**TAREFAS E EXERCÍCIOS:**
**a)** No texto sobre o transplante do bebê, quanto custa a operação nos Estados Unidos?
**b)** Retome o texto sobre o transplante do bebê logo após a última frase apresentada, mantendo o mesmo tom e o mesmo tema.

**TRECHO DA PÁGINA:**
━━━━━━━━

Um bebê de cinco meses cuja única esperança, ainda que tênue, é uma operação de altíssimo custo. Poucos hospitais brasileiros têm condições de realizar o complexo procedimento (transplante multivisceral), ainda experimental, mas nenhum deles entende que o paciente se enquadre nos critérios exigidos no Brasil para que a operação tenha mínimas chances de sucesso. A última opção da família é levar o bebê aos Estados Unidos, onde um cirurgião se dispõe a realizar o procedimento. O preço: R$ 2 milhões.
Para muitos, a questão é simples. Como "a vida não tem preço" e a Constituição Federal garante a saúde como um direito fundamental e um dever do Estado, o governo deve gastar o que for necessário para tentar salvá-la. Negando-se a cumprir esta obrigação, cabe ao Judiciário forçá-lo, salvando assim uma vida posta em risco pelo "negligente", "incompetente" e "corrupto" Estado brasileiro. Seria ótimo se o problema fosse tão simples assim.
De fato, a vida não tem preço no sentido de um valor monetário de mercado. Não se pode comprar ou vender uma vida. Mas o cuidado à saúde tem preço, e muito alto. Médicos, enfermeiras e auxiliares têm salários. Remédios, próteses, exames, cirurgias, hospitais, ambulâncias custam caro. Como o presente caso demonstra, quando estão em questão novas tecnologias ou tratamentos experimentais, esses custos podem aumentar exponencialmente.

━━━━━━━━

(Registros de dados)
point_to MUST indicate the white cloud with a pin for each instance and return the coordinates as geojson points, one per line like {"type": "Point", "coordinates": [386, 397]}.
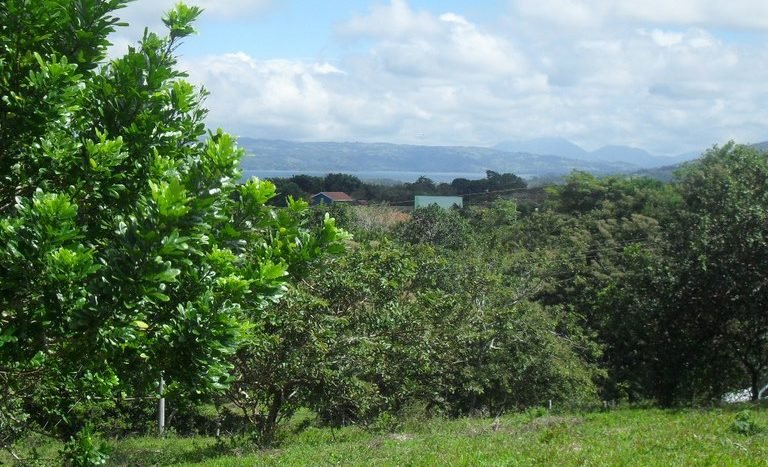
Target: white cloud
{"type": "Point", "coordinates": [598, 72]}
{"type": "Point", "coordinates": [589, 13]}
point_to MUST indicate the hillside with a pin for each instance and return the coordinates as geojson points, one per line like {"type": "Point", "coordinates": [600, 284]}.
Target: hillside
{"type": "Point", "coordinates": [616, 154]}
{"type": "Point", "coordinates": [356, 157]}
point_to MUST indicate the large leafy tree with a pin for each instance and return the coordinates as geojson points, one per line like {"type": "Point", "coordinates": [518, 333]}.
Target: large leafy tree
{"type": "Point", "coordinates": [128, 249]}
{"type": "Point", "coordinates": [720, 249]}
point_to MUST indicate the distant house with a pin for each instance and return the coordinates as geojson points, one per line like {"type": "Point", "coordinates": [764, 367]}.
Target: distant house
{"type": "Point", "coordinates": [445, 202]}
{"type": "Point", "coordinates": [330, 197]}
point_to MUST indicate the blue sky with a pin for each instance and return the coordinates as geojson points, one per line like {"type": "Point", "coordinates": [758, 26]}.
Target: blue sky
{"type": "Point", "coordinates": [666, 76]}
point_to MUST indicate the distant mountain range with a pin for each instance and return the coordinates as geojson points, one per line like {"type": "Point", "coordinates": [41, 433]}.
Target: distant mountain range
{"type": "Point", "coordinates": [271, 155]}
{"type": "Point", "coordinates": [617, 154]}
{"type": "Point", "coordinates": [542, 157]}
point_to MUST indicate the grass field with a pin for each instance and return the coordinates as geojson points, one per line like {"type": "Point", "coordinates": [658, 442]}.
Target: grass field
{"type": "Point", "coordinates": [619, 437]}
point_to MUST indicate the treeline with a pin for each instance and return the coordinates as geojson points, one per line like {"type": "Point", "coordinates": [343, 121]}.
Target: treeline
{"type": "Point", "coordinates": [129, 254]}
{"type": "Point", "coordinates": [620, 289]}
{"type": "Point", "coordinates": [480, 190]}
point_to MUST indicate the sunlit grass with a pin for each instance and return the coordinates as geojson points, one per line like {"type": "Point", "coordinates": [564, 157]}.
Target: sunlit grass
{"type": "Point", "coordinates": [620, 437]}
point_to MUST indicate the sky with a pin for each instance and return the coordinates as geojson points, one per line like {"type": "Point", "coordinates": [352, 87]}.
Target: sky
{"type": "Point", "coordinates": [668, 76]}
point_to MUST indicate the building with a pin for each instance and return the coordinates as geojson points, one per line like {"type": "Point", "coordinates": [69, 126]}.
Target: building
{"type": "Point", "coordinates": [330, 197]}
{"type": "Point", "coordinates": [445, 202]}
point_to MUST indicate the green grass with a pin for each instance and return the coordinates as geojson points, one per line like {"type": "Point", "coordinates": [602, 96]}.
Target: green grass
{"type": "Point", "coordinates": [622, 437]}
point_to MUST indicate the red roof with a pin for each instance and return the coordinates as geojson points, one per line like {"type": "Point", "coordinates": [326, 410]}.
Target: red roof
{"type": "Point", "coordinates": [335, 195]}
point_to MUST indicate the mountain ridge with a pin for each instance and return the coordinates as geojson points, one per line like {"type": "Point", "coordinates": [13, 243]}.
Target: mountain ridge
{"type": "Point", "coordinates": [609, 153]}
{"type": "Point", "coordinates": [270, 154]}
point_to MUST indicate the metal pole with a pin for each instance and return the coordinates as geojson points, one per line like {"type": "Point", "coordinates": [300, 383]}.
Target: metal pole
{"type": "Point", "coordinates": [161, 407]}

━━━━━━━━

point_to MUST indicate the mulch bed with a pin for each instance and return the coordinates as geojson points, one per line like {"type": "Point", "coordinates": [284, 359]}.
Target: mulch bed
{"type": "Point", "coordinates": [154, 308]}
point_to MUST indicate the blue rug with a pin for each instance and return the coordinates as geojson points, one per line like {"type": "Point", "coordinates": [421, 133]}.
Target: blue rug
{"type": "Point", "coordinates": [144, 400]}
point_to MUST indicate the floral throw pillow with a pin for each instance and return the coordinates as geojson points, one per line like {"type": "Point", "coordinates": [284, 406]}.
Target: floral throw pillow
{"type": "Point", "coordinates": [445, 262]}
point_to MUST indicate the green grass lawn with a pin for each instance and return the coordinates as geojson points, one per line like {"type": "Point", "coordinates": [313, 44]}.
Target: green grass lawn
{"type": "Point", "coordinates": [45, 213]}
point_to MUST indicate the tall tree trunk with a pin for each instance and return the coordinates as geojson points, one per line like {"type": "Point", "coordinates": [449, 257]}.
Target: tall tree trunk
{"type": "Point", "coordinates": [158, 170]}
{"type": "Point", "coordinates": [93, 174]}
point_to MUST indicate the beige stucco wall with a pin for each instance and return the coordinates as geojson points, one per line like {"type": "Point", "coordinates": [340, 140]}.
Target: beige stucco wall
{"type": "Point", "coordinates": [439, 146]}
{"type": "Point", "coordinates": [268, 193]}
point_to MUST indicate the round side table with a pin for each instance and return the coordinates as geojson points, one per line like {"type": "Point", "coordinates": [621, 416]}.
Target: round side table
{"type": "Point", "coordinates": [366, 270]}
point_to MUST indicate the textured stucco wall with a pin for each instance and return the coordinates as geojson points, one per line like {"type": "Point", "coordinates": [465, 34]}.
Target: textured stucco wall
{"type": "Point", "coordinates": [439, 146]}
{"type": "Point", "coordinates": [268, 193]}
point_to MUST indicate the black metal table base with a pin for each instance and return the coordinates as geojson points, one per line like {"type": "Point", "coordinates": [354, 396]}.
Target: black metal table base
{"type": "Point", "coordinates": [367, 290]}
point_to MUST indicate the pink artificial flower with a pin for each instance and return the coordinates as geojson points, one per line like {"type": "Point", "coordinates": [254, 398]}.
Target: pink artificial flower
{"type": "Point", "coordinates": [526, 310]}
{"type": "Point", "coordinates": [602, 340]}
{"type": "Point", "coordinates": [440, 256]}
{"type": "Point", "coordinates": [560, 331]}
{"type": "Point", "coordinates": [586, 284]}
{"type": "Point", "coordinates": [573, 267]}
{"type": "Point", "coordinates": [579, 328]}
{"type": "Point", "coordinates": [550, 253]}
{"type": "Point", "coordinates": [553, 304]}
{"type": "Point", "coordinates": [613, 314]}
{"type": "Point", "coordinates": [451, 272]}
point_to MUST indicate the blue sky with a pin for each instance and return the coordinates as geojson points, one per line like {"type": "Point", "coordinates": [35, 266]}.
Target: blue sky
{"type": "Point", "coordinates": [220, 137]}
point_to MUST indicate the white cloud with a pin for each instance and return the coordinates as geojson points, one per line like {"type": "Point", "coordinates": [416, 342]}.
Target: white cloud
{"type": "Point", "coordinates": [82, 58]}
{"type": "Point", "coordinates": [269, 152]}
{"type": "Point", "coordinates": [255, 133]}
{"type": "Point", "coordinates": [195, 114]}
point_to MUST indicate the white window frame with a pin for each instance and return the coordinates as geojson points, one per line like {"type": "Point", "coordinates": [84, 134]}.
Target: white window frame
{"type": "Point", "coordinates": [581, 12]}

━━━━━━━━

**RESULTADOS DO EXERCÍCIO:**
**a)** R$ 2 milhões.

**b)**
O Estado brasileiro gasta pouco com o sistema de saúde em comparação com outros países, mas nem que dobrasse ou triplicasse seus gastos e acabasse da noite para o dia com a corrupção e a ineficiência, poderia fornecer a toda a população o melhor e mais moderno tratamento possível disponível. Nenhum país poderia.
Nesse contexto de custos altos e crescentes e de recursos limitados, o dever do Estado é alocar os recursos disponíveis de forma equitativa à população. Essa tarefa é sem dúvida das mais inglórias que existem, não apenas pela tragicidade das escolhas, mas também pela escassez atual de critérios claros, consensuais e objetivos para realizá-la. A judicialização da saúde nos moldes em que vem sendo praticada no Brasil não resolve nem ajuda a resolver esse complexo problema, muito pelo contrário. De acordo com estimativa conservadora, foram gastos quase R$ 1 bilhão com judicialização da saúde no ano passado. A estimativa é conservadora porque não inclui, por falta de dados, o gasto dos municípios, de 17 Estados e do Distrito Federal. O dinheiro para o cumprimento das decisões não sai do bolso do corrupto ou da redução da ineficiência, mas do orçamento disponível para o cuidado de saúde de toda a população.
Não se coloca em questão, evidentemente, o valor da vida e da saúde do bebê ou de qualquer outro cidadão brasileiro que entre na Justiça para pleitear tratamento médico. Mas esse mesmo valor, e os direitos correspondentes, aplicam-se à vida e à saúde de toda a população. Negar um tratamento não significa necessariamente ignorar o valor da vida e da saúde do demandante, mas dar-lhe o mesmo valor que à vida e à saúde de todos que também dependem do sistema.
A judicialização da saúde no modelo brasileiro está criando um SUS de duas portas: uma para aqueles que vão ao Judiciário, para quem "a vida não tem preço" e conseguem assim acesso irrestrito aos recursos estatais para satisfazer suas necessidades em saúde; outra para o resto da população, que, inevitavelmente, tem acesso limitado, e mais limitado ainda pelo redirecionamento de recursos que beneficia aqueles que entraram pela outra porta.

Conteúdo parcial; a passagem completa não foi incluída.